● Written task: Write out every line of the rows below again, including the requests, and shift each number in the answer coordinates up by 134.

● Records from a data collection:
-- -- --
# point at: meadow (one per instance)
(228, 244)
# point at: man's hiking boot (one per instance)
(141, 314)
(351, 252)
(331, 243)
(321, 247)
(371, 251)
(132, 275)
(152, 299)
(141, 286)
-- -- --
● Task answer:
# point at: meadow (one per instance)
(362, 378)
# point at: man's hiking boot (one per instance)
(275, 448)
(485, 386)
(465, 377)
(455, 381)
(505, 385)
(266, 409)
(286, 433)
(275, 420)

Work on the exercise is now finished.